Passage given |
···

Sapolsky tries to agree with Sahlins in taking the side of Rousseau against Hobbes in seeing the original society of hunter-gatherers as free, peaceful, and egalitarian (305-27, 648-52). But even as he does this, he has to concede that there is plenty of evidence against hunter-gatherer "grooviness," because hunter-gatherers were quite violent, and so they were "no tie-dyed pacifists" (319-23). And while Margaret Mead, in 1928 in Coming of Age in Samoa, enshrined the Samoans as "the coolest, most peaceful and sexually free primates east of bonobos," Sapolsky admits that later anthropologists have shown that this was a "grossly inaccurate picture of Samoa as the Garden of Eden."
And yet even as he concedes that the Rousseauan myth of the noble savage really is only a myth, Sapolsky cannot completely give up on the idea that the ancient hunter-gatherer way of life was the best life for human beings.
THE AGRARIAN EPOCH
Like Rousseau, Sapolsky thinks that humans were forced to leave the hunter-gatherer Garden of Eden once they began to settle down as farmers and herders, farming domesticated crops and herding domesticated animals, because this led to the invention of inequality and war. This is why agriculture was "one of the all-time human blunders" (326). (I have written here about James C. Scott's account of how farming eventually provided the conditions for the emergence of the first states.)
So if this was such a great blunder, then does Sapolsky propose some correction of that blunder? Can we go back to the foraging way of life, or at least to some likeness of that egalitarian and peaceful way of life? Or should we go ahead to more progressive forms of modern liberal order? Or are we just stuck with the blunder of the agrarian order?
Sapolsky ridicules the idea of leaving the agrarian order and returning to the hunter-gatherer state of nature. Commenting on Lawrence Keeley's War Before Civilization, Sapolsky observes:
"Near the end of his book, Keeley airs a pretty weird worry: 'The doctrines of the pacified past unequivocally imply that the only answer to the 'might scourge of war' is a return to tribal conditions and the destruction of all civilization.' In other words, unless this tomfoolery of archaeologists pacifying the past stopes, people will throw away their antibiotics and microwaves, do some scarification rituals, and switch to loincloths--and where will that leave us?" (315)THE MODERN EPOCH
Then a few pages after dismissing the possibility of going backward to the foraging epoch, Sapolsky suggests that over the past 500 years human beings have moved forward, beyond the evils of the agrarian epoch: "over the last half millennium people have arguably gotten a lot less awful to one another" (327).

···

Record extracts |

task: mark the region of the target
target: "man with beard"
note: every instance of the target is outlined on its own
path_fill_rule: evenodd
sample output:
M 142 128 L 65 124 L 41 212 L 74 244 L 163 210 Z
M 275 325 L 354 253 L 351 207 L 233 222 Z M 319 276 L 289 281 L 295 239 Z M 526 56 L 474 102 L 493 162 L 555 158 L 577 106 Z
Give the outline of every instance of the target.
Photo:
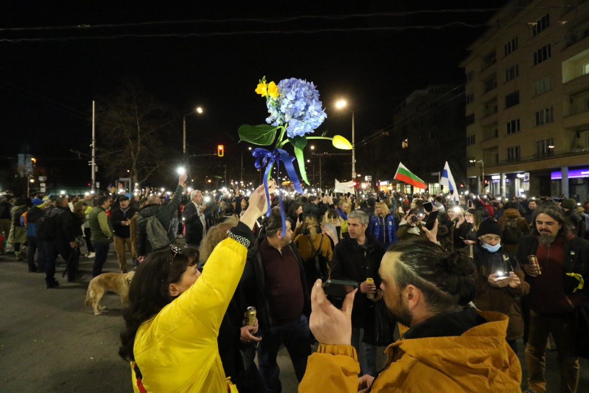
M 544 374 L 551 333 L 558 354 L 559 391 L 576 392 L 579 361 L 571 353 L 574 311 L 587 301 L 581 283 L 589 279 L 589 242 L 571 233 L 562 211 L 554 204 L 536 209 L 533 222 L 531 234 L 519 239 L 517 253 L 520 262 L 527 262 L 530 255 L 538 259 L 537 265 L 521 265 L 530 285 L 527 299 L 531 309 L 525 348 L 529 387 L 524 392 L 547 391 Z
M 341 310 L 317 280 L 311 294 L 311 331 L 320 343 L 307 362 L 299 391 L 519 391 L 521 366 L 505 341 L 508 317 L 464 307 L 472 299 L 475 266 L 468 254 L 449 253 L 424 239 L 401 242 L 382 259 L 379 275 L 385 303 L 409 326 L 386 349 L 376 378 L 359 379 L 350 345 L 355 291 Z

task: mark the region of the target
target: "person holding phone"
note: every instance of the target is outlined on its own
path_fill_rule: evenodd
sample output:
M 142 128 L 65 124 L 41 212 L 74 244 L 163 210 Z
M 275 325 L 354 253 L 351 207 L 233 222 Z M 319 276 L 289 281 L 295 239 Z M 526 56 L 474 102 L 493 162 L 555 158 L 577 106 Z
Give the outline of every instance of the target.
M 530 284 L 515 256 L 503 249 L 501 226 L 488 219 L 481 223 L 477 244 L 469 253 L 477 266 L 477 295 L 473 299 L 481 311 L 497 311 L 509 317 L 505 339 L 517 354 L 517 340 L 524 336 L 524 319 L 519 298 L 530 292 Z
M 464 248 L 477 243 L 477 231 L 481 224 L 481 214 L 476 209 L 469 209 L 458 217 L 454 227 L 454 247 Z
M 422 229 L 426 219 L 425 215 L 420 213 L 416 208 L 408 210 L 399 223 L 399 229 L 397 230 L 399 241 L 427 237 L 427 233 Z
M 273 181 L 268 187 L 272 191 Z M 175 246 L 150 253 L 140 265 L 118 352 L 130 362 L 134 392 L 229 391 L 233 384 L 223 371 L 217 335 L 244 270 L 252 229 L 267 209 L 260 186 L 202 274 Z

···

Stated task 1 | In the passage on Sapolsky, what does Sapolsky call agriculture?
Stated task 2 | Write out a section of the passage on Sapolsky, beginning at the words "And yet even" and stopping after "for human beings.".
The rows play no part in this work.

Final answer 1 | He calls it "one of the all-time human blunders."

Final answer 2 |
And yet even as he concedes that the Rousseauan myth of the noble savage really is only a myth, Sapolsky cannot completely give up on the idea that the ancient hunter-gatherer way of life was the best life for human beings.